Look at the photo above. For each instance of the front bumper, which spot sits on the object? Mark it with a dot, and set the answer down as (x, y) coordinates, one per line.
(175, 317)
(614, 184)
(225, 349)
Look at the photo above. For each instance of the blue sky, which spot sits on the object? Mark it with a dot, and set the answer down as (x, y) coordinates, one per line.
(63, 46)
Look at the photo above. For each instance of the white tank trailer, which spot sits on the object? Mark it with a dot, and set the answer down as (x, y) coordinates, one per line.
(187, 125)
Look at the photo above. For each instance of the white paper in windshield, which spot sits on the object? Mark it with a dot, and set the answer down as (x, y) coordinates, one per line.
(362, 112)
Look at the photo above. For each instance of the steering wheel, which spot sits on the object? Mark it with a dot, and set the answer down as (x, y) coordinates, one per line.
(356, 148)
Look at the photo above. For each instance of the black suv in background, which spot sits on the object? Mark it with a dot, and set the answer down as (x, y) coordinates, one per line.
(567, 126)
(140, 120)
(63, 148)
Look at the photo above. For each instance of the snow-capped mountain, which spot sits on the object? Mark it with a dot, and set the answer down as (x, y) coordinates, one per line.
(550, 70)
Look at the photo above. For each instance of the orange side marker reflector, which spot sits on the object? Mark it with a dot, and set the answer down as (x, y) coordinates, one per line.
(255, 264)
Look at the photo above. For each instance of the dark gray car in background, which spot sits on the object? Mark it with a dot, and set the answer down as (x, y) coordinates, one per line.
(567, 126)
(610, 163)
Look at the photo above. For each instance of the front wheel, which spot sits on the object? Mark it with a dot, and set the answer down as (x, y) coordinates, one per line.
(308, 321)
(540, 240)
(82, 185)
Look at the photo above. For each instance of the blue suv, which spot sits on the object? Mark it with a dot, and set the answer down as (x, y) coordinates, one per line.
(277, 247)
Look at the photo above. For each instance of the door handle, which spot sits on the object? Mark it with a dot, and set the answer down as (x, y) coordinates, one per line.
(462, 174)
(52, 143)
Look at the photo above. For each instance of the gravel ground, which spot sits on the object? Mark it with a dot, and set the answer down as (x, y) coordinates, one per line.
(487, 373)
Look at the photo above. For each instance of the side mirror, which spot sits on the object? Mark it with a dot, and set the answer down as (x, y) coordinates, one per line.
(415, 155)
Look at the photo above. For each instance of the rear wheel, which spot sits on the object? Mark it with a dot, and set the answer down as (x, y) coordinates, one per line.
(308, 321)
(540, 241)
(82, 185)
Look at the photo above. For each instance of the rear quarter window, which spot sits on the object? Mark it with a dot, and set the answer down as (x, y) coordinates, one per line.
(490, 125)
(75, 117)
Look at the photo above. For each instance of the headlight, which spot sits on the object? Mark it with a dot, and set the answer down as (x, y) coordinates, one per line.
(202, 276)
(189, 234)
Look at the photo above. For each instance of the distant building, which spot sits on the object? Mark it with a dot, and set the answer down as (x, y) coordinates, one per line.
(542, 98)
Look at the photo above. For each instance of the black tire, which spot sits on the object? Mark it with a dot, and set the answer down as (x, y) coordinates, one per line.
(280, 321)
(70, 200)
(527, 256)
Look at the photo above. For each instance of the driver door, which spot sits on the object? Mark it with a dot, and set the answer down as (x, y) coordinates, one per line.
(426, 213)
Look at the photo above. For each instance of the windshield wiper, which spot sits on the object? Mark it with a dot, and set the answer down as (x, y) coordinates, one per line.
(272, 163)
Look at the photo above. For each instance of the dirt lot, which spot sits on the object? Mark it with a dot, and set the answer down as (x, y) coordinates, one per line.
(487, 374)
==
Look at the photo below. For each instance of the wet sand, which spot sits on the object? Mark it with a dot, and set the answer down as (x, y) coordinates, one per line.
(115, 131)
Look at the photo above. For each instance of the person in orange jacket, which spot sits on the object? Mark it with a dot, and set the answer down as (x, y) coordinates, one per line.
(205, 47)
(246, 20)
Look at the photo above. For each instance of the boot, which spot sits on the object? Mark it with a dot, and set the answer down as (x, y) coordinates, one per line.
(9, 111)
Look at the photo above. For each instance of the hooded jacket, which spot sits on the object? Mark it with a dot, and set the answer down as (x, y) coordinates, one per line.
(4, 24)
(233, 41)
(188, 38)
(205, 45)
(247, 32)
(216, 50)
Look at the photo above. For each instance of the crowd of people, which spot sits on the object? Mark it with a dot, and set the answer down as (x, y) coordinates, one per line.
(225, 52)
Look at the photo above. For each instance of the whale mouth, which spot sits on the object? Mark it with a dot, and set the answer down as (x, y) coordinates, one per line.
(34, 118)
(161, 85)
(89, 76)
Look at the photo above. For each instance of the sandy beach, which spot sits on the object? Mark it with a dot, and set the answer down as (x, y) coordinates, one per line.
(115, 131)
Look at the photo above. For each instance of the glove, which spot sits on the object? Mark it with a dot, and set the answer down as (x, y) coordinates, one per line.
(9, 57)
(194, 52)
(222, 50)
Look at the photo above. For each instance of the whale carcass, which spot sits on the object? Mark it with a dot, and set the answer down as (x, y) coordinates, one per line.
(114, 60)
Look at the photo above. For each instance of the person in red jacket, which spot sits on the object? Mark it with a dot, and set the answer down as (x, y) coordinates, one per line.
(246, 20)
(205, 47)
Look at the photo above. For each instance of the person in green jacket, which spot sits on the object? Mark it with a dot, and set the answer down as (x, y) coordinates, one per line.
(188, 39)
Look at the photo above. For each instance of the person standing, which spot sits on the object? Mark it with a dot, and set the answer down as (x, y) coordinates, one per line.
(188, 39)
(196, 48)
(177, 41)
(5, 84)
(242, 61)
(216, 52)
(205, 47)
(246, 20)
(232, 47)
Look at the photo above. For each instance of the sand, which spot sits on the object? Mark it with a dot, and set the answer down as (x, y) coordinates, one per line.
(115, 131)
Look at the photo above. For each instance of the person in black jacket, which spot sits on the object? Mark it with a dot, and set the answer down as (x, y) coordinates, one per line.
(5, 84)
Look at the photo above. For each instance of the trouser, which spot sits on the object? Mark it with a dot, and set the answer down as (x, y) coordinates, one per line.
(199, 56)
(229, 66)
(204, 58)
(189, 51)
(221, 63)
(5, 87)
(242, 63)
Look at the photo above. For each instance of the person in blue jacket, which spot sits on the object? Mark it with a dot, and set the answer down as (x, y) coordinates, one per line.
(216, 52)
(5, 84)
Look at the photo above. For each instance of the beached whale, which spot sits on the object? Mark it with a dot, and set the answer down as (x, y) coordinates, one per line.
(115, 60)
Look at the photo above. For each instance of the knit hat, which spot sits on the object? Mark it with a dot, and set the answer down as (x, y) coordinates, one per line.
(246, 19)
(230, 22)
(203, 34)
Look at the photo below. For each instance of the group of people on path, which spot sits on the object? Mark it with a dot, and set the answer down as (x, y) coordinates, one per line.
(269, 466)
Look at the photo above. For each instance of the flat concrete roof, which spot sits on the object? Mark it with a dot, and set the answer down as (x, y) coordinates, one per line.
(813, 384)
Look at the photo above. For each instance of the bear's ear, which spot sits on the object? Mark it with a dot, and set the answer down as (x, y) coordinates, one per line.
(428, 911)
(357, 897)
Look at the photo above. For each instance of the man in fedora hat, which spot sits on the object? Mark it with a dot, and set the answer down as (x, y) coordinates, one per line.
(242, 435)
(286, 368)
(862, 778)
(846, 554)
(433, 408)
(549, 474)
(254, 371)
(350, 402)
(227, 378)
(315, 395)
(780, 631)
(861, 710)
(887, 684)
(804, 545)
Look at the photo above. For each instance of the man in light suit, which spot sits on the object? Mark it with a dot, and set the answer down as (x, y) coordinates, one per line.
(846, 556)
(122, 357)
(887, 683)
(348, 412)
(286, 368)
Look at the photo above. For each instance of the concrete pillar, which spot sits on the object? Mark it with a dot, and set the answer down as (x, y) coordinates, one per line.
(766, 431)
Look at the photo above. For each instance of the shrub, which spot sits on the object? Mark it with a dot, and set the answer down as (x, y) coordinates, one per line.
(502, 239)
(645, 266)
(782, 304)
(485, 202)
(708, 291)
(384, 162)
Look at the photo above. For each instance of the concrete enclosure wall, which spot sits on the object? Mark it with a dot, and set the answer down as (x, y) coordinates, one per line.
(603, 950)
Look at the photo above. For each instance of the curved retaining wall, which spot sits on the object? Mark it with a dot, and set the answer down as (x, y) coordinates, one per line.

■ Aim of the exercise
Count the lines of the data above that contain the string "rear", with uppercase and lowercase treated as different. Reply with the number alone.

■ Answer in full
2